EXCERPT PROVIDED>
☆ ☆ ☆ ☆ ☆ ☆ ☆

The research program

Sex chromosomes arise from ordinary autosomes, recombination halts between them, and once that happens the Y (or W) begins to degenerate. We use comparative cytogenetics, dosage-compensation data, and population-genetic theory to ask how sexually antagonistic selection, genetic drift, and dosage tolerance shape that trajectory across animals.

Birds were long treated as the textbook case of chromosomal stasis. Our 2026 preprint shows they sit above the global median once microchromosome dynamics are resolved, and that rates of dysploidy vary 844-fold across eukaryotes. The predictors that come out on top are about life history, not taxonomic group.

Across large samples the distribution of chromosome numbers is not flat. We ask whether the modes we observe reflect genuine optima (set by recombination, meiotic stability, or genome size) or simply historical contingency, and how that answer changes with life history.

Rearrangements that pull autosomal material into the sex-linked region can be favored or purged depending on the selection acting on loci they capture. We model this explicitly with population-genetic simulations and test predictions against empirical data from beetles and other animals with unusually rich sex chromosome diversity.

This is the classical question of sexual antagonism, asked with modern data. We use behavioral, morphological, and genomic measurements across systems (Betta, beetles, mammals) to ask when the same allele is good for both sexes and when it isn't.

We re-analyzed over 1,600 line-cross datasets with the SAGA information-theoretic framework we built for this kind of work. Epistasis shows up in the majority of crosses, and its frequency differs between plants and animals in ways that matter for how we predict response to selection.

Domesticated systems (tomatoes, chickens, Betta) are rapid, replicated natural experiments in adaptation. We use them to ask questions about the genetic architecture of quantitative traits, the repeatability of evolution under strong selection, and how radiation unfolds once a population escapes the constraints that held its wild relatives in place.

In practice this looks like forward population-genetic simulations in our own R code or in SLiM, paired with analytical treatments when they are tractable. We use theory to generate null expectations for chromosomal rearrangements, sexually antagonistic alleles, and dysploidy rates, so that our comparative tests have something sharp to push against.

Most of our published work pulls trait data onto a phylogeny and asks where, when, and how fast something changed. We maintain an R package ecosystem (evobiR and related tools) for this kind of analysis, teach the methods to undergraduates in the CURE, and write guides for the rest of the community.

☆ ☆ ☆ ☆ ☆ ☆ ☆

LISTED ENTRIES>

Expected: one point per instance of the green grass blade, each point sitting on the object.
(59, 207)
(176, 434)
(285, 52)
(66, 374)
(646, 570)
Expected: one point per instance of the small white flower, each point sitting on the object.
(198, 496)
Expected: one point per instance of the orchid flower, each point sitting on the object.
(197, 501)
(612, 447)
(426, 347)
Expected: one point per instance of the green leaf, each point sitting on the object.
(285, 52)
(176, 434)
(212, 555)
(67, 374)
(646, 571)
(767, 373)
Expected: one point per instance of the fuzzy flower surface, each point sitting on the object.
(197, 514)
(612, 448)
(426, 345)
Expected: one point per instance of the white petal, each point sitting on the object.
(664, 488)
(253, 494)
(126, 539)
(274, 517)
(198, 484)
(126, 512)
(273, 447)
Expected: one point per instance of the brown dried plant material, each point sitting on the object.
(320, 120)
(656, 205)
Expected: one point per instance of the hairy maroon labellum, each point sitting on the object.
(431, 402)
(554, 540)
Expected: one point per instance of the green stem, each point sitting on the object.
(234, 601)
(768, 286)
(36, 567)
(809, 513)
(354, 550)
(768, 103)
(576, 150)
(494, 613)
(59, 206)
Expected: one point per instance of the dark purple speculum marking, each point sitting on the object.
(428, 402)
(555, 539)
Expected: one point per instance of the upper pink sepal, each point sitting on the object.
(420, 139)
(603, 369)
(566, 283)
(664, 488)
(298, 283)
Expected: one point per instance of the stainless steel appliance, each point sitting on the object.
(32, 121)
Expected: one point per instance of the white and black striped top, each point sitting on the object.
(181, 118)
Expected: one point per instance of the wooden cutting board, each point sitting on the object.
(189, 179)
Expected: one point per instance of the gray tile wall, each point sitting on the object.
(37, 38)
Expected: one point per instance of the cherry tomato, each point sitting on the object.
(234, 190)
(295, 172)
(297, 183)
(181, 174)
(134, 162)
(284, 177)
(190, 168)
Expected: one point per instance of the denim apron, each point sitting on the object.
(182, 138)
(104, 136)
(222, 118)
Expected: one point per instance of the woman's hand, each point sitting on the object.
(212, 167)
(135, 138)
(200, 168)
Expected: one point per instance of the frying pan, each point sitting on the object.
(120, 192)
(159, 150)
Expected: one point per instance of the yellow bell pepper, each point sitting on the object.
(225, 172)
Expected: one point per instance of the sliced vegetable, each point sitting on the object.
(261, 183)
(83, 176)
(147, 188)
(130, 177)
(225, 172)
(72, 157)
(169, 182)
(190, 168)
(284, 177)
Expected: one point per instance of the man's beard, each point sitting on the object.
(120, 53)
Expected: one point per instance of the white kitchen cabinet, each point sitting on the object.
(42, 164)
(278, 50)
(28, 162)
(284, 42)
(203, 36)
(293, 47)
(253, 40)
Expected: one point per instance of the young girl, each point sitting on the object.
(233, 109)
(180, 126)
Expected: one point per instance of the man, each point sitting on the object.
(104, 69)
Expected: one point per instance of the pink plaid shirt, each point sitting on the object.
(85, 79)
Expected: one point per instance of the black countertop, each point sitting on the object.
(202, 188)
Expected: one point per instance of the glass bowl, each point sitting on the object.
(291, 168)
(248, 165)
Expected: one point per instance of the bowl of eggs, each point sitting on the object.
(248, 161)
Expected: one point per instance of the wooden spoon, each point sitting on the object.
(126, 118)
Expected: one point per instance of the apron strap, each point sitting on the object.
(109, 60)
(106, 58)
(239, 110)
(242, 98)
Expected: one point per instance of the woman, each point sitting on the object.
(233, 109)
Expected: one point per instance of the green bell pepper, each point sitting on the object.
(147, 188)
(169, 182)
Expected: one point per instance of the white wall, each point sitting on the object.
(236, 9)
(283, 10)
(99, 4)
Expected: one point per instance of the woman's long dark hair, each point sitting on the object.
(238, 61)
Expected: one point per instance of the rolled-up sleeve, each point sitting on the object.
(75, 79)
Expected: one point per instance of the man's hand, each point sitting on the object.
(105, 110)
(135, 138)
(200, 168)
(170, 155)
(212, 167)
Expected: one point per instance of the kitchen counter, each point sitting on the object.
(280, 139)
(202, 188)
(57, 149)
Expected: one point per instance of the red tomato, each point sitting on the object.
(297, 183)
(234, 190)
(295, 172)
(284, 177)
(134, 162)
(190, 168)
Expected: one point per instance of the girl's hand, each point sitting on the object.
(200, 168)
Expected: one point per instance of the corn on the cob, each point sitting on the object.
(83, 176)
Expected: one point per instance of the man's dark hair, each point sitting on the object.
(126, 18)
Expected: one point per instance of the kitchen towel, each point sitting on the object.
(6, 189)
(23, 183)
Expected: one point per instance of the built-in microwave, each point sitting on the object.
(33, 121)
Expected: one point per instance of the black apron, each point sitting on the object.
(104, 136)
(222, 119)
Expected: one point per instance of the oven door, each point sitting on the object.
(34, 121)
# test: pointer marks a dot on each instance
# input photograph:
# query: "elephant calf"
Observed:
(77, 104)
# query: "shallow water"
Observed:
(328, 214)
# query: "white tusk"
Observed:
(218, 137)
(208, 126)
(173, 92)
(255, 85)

☆ ☆ ☆ ☆ ☆ ☆ ☆

EXERCISE 1>
According to the research program description, why does the group use theory to generate null expectations for chromosomal rearrangements, sexually antagonistic alleles, and dysploidy rates?
EXERCISE 2>
List every domesticated system that the research program description names as a natural experiment in adaptation.
EXERCISE 3>
Continue the research program description from the sentence about maintaining an R package ecosystem, teaching the methods to undergraduates, and writing guides for the community.

EXPECTED OUTPUT 1>
The theory gives their comparative tests "something sharp to push against." The null expectations provide a clear baseline against which the empirical comparisons can be tested.

EXPECTED OUTPUT 2>
Tomatoes, chickens, Betta

EXPECTED OUTPUT 3>
When the question needs data we can't get from the literature we generate it ourselves. That means tomato and Betta crosses, chromosome preparations from beetles, short-read sequencing, and the bioinformatic pipelines (mapping, variant calling, QTL analysis) that turn raw reads into trait and genotype matrices ready for comparative work.

Beetles are the group around which a lot of the chromosomal work is built. They display more sex chromosome systems than any other animal order and cover an enormous range of chromosome numbers, so they are our go-to clade for comparative questions about karyotype evolution and sex chromosomes.

Solanum crosses give us a tractable plant system for quantitative genetics, epistasis, and the genetic architecture of morphological traits. Domestication gives us a rapid, replicated experiment in adaptation we can study at the molecular level.

Betta splendens are tractable in the lab, display strong sexual dimorphism, and have been under intense artificial selection for aggression and ornamentation for centuries. They are a natural system for asking questions about sexual antagonism and the genetic basis of behavior.

Chickens anchor our vertebrate work on sex chromosome evolution (they use a Z/W system) and let us do direct comparisons with the X/Y lineages we work on in mammals and beetles. The depth of published chicken genomics is a real asset for comparative pipelines.

Brachyuran crabs have moved from saltwater to freshwater independently in multiple lineages. We use that replication to ask about the comparative genomics of habitat transitions and to test whether karyotype evolution tracks ecological transitions in this group.

Mammals give us the classic X/Y sex chromosome system at large scale and a wealth of existing genomic and cytogenetic data. Our Carnivora work (range size versus karyotype evolution rate) draws directly on this group, and the comparisons with Coleoptera are where some of our strongest results come from.